------ DATA ENTRIES ------
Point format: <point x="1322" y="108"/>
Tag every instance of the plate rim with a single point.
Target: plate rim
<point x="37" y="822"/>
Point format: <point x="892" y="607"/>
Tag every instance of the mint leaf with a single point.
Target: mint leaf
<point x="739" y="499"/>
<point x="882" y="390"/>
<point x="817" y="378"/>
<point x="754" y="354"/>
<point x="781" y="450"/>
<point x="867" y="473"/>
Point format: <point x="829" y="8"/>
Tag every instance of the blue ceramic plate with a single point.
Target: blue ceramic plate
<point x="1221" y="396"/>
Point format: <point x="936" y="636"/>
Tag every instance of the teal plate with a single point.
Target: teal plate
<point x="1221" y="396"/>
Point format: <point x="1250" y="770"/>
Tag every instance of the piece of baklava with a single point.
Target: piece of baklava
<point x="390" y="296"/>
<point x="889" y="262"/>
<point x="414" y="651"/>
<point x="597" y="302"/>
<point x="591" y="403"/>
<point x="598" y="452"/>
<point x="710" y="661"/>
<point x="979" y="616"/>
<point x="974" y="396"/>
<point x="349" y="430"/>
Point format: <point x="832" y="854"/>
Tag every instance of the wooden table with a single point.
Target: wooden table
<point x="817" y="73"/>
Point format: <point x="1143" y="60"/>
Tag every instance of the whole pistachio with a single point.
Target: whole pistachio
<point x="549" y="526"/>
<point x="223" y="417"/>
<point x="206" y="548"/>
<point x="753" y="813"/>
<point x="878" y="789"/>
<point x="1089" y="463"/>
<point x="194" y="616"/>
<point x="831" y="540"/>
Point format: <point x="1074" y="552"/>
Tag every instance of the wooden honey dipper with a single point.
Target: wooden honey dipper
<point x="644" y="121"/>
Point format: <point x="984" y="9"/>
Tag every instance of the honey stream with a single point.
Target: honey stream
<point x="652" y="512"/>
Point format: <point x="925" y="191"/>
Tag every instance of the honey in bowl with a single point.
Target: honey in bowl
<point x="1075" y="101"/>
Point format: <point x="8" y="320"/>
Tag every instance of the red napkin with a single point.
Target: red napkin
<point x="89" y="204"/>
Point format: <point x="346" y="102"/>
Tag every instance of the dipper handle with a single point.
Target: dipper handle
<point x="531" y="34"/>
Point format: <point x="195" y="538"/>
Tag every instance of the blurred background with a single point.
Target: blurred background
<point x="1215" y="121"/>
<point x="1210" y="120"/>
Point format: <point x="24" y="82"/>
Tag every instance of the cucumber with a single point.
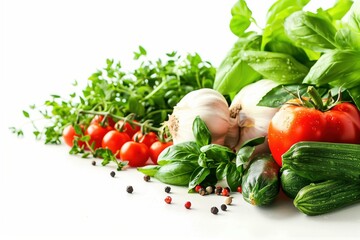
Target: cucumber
------
* **PROBLEM TO WORK ON**
Extract the full listing above verbatim; pictures are to be left out of the copy.

* **RESULT OF THIS TASK**
Point format: <point x="1322" y="108"/>
Tag every instance of the plate rim with a single point.
Target: plate rim
<point x="37" y="822"/>
Point format: <point x="892" y="607"/>
Tag every instance of the mint leaf with a single point.
Target: mint leaf
<point x="739" y="499"/>
<point x="882" y="390"/>
<point x="817" y="378"/>
<point x="754" y="354"/>
<point x="781" y="450"/>
<point x="867" y="473"/>
Point format: <point x="829" y="8"/>
Tag every instance of the blue ceramic plate with a single point.
Target: blue ceramic plate
<point x="1221" y="396"/>
Point format: <point x="936" y="636"/>
Tag every instance of the teal plate with a single point.
Target: teal plate
<point x="1221" y="396"/>
Point format: <point x="1250" y="770"/>
Tag every instance of the piece of baklava with a single point.
Target: piece of baklava
<point x="390" y="296"/>
<point x="889" y="262"/>
<point x="414" y="651"/>
<point x="597" y="302"/>
<point x="591" y="403"/>
<point x="598" y="452"/>
<point x="710" y="661"/>
<point x="979" y="616"/>
<point x="974" y="396"/>
<point x="349" y="430"/>
Point format: <point x="832" y="854"/>
Tag every instance of the wooden table with a single point.
Target: wooden table
<point x="817" y="73"/>
Point format: <point x="1143" y="60"/>
Tag every instance of the whole pistachio with a single point.
Target: whole pistachio
<point x="549" y="526"/>
<point x="223" y="417"/>
<point x="206" y="548"/>
<point x="753" y="813"/>
<point x="878" y="789"/>
<point x="1089" y="463"/>
<point x="194" y="616"/>
<point x="831" y="540"/>
Point format: <point x="1074" y="552"/>
Tag every instance of the wooden honey dipper with a single point.
Target: wooden honey dipper
<point x="644" y="121"/>
Point format: <point x="984" y="9"/>
Tag every instance of the honey stream with a single point.
Target: honey stream
<point x="652" y="512"/>
Point format: <point x="925" y="191"/>
Tag every instance of the honey in bowl with a single point.
Target: honey in bowl
<point x="1075" y="101"/>
Point format: <point x="8" y="320"/>
Tag every instance of the red napkin with a single point.
Target: red napkin
<point x="89" y="204"/>
Point format: <point x="346" y="102"/>
Tag every instance of the dipper handle with a single point.
Target: dipper handle
<point x="531" y="34"/>
Point format: <point x="195" y="538"/>
Tag every instance of the blurred background with a single point.
Target: blurred background
<point x="1215" y="121"/>
<point x="1210" y="120"/>
Point format: <point x="24" y="82"/>
Tag every instance of the cucumber with a single point.
Target: cucumber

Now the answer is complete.